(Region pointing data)
=== Begin Enclosure ===
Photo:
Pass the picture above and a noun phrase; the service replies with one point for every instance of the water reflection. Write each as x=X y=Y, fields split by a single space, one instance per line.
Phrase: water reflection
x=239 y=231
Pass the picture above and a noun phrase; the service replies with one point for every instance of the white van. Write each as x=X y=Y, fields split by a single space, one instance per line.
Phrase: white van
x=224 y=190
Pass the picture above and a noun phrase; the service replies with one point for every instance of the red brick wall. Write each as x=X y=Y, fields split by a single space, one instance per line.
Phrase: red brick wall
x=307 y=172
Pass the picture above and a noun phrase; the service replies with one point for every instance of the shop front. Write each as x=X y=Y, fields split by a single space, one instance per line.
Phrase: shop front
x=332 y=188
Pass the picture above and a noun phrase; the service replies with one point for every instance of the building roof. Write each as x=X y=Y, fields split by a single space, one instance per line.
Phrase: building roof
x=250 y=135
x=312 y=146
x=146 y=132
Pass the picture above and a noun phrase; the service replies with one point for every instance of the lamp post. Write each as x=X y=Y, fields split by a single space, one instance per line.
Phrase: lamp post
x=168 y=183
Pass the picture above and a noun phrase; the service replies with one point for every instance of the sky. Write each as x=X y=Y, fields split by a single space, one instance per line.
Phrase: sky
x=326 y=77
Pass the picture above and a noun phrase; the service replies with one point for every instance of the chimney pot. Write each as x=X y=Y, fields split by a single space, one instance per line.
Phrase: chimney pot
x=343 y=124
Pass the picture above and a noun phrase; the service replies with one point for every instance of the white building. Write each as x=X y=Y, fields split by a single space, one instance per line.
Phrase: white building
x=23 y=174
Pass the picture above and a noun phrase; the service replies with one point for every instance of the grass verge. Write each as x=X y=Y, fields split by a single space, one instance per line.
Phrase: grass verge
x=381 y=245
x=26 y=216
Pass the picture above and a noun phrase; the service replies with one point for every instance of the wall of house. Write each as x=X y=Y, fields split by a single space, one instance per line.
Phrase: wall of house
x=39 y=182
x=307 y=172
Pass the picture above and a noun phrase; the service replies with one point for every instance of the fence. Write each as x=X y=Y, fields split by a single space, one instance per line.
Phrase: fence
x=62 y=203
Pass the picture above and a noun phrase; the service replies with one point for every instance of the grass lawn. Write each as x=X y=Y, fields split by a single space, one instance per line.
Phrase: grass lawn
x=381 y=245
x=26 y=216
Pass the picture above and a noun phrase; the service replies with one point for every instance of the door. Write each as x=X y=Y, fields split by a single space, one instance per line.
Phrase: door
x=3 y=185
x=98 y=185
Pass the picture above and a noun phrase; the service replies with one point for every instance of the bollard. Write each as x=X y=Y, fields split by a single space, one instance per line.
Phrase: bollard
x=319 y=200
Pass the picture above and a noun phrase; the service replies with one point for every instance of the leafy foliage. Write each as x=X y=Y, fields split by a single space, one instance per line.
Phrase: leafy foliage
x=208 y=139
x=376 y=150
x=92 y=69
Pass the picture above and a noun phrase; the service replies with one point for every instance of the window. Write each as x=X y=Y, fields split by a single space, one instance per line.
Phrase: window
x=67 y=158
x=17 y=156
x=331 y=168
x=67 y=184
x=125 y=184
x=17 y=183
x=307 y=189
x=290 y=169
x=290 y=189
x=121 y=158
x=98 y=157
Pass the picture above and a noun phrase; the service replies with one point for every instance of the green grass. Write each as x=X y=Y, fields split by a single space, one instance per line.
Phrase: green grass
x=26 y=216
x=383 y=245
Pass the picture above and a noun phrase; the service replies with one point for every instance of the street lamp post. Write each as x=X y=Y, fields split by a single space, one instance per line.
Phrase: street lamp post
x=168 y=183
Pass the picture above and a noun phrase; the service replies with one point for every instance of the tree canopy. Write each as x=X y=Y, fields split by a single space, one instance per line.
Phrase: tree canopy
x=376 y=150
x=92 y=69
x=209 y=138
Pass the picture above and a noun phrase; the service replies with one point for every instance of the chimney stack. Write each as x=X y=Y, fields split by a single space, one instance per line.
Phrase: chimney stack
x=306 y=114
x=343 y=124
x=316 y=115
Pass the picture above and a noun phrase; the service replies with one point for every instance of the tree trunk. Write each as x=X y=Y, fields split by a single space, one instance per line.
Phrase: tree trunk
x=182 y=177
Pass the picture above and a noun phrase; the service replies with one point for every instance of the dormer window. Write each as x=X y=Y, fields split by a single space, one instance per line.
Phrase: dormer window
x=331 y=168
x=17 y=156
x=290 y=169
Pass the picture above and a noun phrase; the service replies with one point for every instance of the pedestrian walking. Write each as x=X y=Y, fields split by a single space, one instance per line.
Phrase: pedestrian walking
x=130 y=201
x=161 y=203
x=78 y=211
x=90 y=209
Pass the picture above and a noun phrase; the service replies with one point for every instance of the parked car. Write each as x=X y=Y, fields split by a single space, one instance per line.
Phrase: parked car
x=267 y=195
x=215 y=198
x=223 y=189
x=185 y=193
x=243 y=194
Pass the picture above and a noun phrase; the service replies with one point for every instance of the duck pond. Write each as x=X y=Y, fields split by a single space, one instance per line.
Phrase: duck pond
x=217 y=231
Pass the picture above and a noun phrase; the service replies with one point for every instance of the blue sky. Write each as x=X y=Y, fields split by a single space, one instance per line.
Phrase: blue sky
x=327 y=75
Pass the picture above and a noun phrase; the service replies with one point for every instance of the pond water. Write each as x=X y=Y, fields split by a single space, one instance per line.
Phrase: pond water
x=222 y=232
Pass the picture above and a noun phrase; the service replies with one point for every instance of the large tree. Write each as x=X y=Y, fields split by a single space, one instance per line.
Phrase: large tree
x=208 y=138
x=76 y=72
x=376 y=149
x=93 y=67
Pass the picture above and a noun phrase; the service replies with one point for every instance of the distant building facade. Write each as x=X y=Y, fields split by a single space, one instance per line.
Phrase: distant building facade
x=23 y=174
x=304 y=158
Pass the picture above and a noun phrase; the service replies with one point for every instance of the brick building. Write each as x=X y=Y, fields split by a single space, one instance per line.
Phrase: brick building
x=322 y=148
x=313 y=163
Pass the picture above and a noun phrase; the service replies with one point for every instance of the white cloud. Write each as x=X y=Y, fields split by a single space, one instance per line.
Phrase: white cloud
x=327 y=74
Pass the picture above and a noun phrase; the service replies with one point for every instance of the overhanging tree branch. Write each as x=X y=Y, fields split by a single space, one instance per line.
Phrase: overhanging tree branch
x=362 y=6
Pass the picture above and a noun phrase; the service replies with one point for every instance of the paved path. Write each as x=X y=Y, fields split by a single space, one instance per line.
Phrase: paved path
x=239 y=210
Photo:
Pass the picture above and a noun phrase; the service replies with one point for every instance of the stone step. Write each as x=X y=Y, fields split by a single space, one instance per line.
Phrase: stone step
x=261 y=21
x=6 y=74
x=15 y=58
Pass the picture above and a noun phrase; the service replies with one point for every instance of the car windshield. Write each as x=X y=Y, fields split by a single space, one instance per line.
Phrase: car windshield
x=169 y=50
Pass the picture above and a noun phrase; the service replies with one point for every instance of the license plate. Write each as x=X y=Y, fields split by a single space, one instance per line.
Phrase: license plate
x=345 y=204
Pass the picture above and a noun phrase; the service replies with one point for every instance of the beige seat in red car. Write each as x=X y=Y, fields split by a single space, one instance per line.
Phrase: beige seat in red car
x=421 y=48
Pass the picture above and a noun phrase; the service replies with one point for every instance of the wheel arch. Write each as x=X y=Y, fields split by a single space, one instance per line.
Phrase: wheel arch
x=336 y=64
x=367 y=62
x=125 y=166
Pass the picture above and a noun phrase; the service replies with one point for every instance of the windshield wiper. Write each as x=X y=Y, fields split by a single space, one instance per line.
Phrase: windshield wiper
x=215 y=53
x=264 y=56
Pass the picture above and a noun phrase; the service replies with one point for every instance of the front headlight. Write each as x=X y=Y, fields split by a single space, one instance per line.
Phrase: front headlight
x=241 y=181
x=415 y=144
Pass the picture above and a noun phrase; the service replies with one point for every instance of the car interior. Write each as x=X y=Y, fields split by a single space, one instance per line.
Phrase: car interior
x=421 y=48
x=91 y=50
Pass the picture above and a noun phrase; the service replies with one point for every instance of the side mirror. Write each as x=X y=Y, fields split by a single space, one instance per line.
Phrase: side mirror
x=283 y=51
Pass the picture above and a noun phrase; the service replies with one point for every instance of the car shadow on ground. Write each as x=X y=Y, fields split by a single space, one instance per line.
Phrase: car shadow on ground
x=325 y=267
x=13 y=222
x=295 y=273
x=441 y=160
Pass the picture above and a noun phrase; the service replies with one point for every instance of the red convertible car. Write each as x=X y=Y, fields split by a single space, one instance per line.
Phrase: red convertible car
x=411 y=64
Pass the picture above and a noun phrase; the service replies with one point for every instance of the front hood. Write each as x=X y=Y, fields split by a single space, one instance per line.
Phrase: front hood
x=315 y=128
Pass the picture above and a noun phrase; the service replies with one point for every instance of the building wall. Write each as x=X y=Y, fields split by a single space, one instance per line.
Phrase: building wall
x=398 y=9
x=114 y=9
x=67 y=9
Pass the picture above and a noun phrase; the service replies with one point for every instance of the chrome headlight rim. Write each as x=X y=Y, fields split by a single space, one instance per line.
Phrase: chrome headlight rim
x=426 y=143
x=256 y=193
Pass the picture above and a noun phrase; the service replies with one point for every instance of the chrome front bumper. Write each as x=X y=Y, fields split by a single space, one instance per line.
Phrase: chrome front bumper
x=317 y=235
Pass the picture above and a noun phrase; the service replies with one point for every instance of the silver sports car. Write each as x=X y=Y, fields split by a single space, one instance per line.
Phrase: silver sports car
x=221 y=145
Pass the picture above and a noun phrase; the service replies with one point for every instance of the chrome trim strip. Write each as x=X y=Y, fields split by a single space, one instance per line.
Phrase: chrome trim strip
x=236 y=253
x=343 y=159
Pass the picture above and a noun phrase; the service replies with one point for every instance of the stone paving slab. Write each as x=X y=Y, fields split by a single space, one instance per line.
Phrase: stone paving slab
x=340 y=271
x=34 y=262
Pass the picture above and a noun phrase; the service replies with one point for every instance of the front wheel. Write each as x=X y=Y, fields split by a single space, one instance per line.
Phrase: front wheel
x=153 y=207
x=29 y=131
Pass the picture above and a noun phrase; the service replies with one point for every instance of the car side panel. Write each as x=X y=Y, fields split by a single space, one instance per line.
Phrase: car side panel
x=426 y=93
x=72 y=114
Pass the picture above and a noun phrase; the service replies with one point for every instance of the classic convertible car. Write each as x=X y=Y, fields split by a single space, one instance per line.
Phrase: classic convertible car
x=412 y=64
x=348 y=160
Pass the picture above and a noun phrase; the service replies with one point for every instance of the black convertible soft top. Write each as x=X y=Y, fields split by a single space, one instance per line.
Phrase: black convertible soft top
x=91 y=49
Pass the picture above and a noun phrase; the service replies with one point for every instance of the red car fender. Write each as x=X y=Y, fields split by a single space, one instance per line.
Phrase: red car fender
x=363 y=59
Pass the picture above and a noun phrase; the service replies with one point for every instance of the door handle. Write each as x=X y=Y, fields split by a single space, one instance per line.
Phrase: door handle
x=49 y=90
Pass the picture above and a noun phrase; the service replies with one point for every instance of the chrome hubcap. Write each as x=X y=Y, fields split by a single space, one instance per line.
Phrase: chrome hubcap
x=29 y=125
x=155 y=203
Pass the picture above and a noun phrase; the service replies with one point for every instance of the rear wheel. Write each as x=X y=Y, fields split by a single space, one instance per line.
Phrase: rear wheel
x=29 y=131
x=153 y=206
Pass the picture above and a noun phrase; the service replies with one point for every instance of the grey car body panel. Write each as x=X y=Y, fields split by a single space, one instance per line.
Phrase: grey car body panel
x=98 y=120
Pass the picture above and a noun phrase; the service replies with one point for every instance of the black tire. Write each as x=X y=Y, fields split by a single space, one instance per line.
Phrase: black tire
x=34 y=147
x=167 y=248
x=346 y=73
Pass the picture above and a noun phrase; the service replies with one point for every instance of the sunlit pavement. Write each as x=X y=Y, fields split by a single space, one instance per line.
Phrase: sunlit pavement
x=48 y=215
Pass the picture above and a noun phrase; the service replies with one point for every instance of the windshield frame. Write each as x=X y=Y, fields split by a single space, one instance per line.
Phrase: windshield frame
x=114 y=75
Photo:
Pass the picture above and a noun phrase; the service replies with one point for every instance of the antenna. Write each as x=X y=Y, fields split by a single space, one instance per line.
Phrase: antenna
=== End Enclosure ===
Count the lines of the data above where the string "antenna" shows up; reply with the number only.

2